**TO DO**
Locate the line that contains "Target phrase = boy in red shirt", then copy it and all later lines of the data below exactly, through the last one.

>> begin RECORDS

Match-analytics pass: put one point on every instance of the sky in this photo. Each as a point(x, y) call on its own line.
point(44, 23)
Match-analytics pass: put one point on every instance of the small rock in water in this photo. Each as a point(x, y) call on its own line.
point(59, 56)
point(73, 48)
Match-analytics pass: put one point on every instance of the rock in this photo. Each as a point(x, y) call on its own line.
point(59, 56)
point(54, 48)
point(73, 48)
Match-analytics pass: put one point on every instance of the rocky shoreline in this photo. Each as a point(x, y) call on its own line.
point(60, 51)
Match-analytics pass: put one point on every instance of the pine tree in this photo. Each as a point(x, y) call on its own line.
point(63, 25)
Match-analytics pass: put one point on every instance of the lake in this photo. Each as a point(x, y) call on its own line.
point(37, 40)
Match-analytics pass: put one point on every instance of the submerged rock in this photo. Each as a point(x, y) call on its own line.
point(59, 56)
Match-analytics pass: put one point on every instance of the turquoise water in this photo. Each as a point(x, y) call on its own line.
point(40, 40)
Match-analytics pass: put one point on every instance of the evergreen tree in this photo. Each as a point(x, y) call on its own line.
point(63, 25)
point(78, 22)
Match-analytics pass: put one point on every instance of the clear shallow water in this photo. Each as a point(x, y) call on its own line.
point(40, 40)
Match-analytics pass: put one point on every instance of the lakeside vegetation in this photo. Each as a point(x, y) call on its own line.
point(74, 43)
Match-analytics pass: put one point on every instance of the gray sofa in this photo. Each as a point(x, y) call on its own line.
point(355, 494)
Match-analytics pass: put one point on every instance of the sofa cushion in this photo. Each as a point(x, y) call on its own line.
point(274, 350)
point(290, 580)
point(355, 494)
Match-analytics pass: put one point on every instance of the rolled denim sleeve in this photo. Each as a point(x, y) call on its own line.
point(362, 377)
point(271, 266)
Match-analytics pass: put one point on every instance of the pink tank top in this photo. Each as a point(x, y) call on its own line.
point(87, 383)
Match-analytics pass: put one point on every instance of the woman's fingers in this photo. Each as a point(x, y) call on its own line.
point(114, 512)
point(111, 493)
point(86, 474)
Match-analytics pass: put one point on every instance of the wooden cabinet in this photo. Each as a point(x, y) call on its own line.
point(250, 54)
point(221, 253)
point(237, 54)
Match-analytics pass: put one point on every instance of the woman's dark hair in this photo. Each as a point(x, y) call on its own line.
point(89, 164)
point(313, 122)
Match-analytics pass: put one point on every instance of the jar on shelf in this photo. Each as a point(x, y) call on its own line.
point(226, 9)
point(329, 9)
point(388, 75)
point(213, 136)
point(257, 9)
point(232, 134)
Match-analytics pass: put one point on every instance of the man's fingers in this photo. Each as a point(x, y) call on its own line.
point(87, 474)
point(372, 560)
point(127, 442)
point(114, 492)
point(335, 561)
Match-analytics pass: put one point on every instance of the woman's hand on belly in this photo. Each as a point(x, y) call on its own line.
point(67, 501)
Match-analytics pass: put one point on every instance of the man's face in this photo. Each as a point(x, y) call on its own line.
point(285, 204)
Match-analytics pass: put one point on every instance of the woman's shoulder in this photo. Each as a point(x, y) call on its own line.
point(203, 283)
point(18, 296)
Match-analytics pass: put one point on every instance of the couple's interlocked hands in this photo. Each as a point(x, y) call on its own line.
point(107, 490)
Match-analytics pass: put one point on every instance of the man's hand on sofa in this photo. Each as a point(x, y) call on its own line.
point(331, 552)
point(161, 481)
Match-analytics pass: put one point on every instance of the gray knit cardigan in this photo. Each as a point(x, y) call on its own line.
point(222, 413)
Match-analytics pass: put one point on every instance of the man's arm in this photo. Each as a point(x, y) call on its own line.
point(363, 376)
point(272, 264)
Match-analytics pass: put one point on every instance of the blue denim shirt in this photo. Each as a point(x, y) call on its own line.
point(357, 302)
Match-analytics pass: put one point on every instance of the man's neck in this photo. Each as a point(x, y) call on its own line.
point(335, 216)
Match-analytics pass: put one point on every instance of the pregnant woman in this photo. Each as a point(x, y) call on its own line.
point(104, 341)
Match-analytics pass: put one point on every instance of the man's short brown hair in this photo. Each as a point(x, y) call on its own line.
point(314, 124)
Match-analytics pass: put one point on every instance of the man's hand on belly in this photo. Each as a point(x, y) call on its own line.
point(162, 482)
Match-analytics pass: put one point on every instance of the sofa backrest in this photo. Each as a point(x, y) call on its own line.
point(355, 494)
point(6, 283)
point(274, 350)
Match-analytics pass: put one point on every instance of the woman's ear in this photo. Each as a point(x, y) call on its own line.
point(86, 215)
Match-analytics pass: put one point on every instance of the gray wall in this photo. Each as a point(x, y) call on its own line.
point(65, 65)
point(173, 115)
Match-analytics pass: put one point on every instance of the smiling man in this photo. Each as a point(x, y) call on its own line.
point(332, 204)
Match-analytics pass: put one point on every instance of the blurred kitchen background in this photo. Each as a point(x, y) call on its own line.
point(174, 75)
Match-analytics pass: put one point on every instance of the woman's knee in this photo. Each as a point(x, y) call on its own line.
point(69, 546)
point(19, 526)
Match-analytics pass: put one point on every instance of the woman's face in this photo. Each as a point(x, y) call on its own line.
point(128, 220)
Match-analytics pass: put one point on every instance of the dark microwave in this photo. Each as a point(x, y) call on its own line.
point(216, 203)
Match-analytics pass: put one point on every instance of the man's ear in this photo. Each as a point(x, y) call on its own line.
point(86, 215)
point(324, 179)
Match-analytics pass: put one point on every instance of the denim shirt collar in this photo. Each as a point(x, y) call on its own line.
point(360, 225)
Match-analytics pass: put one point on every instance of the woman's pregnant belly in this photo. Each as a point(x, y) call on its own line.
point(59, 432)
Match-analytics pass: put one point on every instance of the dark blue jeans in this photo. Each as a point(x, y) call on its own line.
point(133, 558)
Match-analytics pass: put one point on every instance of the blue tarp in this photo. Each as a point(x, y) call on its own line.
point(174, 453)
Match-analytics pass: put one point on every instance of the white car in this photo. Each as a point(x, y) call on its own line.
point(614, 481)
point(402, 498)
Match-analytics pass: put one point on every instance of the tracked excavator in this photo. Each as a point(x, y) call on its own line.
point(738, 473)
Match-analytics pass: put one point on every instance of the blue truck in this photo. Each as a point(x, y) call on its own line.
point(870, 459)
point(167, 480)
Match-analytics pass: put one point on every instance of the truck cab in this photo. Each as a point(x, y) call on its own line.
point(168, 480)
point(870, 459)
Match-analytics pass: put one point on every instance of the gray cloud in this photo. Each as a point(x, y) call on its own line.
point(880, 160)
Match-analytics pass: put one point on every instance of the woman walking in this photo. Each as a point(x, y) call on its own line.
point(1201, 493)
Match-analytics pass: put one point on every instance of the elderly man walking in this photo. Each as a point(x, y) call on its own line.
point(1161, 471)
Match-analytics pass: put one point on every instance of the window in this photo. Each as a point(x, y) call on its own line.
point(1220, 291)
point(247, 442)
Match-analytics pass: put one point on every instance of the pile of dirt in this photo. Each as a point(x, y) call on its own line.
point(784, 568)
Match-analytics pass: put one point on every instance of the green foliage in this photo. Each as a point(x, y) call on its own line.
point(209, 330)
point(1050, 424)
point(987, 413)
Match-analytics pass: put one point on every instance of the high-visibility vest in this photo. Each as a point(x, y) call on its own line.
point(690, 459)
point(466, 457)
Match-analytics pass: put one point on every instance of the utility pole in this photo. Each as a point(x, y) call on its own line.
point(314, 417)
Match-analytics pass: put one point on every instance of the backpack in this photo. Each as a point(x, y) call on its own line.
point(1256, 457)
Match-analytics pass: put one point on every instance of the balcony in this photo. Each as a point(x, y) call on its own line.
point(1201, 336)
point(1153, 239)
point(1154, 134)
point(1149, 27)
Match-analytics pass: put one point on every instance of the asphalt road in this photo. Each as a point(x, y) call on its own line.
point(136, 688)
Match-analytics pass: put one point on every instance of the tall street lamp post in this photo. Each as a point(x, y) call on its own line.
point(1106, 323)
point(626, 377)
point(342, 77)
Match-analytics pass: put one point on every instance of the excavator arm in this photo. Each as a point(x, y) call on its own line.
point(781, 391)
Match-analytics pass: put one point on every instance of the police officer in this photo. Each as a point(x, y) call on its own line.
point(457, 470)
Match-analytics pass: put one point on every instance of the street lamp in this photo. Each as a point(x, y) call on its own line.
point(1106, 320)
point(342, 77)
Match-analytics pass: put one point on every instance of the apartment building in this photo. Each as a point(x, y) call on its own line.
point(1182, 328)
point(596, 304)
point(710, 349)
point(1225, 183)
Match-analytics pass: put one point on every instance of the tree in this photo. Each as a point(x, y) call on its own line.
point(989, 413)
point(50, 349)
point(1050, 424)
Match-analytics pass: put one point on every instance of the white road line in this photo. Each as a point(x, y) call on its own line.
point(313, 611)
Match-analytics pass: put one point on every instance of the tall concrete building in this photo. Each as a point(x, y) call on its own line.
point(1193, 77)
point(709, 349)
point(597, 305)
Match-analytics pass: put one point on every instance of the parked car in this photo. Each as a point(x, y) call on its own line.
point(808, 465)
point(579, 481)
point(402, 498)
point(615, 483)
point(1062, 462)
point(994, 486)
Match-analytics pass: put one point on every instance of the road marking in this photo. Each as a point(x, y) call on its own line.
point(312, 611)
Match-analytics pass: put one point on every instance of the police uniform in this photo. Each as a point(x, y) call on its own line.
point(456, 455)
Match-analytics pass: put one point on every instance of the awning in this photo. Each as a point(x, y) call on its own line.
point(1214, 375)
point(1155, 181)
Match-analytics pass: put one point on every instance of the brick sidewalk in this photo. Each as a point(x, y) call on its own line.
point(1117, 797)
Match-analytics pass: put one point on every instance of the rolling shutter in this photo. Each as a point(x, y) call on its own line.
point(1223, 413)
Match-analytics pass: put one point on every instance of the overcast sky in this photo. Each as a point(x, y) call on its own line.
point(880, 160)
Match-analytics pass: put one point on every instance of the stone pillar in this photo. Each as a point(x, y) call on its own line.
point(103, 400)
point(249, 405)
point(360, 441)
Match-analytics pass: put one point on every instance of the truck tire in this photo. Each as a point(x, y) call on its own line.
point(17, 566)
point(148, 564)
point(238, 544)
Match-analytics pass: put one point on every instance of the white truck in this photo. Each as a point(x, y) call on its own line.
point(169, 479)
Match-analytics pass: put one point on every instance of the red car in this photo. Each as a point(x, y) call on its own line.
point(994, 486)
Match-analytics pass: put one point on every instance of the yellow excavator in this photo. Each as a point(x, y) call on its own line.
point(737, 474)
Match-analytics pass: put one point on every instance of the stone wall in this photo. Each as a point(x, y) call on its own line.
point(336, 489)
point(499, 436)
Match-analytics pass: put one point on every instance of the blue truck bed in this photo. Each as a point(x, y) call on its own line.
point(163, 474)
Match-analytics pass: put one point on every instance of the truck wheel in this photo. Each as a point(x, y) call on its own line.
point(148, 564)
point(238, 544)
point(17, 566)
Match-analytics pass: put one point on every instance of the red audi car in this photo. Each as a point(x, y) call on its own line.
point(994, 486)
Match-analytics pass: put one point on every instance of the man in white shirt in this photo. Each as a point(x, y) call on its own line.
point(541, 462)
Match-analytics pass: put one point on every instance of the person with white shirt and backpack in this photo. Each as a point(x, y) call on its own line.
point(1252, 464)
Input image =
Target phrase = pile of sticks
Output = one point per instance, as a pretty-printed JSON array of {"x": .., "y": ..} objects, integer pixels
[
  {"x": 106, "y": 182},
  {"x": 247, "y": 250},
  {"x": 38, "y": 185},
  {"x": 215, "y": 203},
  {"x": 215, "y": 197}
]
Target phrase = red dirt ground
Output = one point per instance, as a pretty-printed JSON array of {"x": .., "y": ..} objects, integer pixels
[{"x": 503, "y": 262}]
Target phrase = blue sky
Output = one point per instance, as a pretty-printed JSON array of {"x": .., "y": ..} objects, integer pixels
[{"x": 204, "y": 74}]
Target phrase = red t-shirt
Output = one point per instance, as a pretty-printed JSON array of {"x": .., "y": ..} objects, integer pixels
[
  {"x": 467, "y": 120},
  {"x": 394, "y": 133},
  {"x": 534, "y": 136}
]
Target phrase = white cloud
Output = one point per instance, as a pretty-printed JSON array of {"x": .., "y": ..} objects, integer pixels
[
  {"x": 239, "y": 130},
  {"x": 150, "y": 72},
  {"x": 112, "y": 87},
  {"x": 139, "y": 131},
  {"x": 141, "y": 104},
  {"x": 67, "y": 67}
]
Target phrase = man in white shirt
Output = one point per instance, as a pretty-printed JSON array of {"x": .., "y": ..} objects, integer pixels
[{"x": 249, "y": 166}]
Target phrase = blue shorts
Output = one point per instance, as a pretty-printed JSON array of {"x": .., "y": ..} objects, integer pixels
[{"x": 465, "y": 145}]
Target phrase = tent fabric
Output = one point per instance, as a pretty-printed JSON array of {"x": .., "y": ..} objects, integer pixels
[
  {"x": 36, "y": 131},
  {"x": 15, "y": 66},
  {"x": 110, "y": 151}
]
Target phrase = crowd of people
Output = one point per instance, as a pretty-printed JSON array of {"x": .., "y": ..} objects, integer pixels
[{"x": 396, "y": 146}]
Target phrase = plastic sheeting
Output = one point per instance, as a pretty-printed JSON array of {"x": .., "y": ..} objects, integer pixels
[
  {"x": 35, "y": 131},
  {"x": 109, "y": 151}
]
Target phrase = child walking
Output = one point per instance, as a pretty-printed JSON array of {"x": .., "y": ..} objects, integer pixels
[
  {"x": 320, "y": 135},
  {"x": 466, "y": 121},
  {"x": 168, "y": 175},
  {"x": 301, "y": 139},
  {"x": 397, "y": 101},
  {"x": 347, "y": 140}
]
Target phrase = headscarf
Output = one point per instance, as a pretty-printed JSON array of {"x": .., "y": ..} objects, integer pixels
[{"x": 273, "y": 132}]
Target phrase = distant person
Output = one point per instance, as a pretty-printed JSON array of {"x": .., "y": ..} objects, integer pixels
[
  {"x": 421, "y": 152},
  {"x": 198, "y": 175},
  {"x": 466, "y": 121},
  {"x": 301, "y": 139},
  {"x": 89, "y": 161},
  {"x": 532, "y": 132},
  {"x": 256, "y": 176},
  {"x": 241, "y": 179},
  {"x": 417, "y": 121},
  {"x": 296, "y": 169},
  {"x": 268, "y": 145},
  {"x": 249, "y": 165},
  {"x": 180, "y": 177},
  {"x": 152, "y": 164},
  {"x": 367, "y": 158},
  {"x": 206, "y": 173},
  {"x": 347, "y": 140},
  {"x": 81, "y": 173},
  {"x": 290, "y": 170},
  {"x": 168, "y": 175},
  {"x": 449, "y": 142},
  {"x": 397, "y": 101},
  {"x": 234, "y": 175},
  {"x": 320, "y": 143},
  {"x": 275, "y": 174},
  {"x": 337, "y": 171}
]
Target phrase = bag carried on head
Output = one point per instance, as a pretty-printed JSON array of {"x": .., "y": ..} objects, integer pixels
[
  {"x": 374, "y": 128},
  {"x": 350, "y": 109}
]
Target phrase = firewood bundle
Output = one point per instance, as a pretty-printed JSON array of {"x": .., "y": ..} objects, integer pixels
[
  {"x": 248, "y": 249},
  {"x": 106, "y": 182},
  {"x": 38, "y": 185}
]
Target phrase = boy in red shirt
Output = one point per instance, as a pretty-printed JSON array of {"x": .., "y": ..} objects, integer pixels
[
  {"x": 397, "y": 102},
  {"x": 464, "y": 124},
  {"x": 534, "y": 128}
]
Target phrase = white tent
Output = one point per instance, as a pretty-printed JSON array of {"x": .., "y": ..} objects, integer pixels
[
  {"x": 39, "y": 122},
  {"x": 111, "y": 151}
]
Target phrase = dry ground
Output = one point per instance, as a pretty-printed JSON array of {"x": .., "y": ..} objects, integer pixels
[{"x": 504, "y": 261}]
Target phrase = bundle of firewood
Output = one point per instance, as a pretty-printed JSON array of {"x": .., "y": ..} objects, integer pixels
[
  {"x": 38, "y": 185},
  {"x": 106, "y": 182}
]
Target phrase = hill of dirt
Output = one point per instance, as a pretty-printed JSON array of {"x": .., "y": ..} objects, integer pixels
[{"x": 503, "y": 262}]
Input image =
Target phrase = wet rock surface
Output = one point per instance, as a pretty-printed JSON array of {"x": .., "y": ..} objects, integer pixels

>> end RECORDS

**RESPONSE TO THIS TASK**
Target phrase = boy in red shirt
Output = one point per instance, as a pretty-printed JSON array of {"x": .., "y": ..} objects, integer pixels
[
  {"x": 397, "y": 102},
  {"x": 464, "y": 124},
  {"x": 534, "y": 128}
]
Target phrase = white tent
Output = one point per instance, as a pretty-printed JSON array of {"x": .., "y": ..} objects, integer pixels
[
  {"x": 39, "y": 122},
  {"x": 111, "y": 151}
]
Target phrase = dry ground
Output = one point per instance, as a pretty-printed JSON array of {"x": .., "y": ..} objects, integer pixels
[{"x": 504, "y": 261}]
Target phrase = bundle of firewood
Output = one point per instance, as a pretty-printed JSON array of {"x": .., "y": ..} objects, integer pixels
[
  {"x": 38, "y": 185},
  {"x": 106, "y": 182}
]
Target phrase = hill of dirt
Output = one point per instance, as a pretty-printed JSON array of {"x": .., "y": ..} objects, integer pixels
[{"x": 503, "y": 262}]
Input image =
Target phrase = wet rock surface
Output = one point per instance, as a pretty-printed JSON array of {"x": .., "y": ..} objects, integer pixels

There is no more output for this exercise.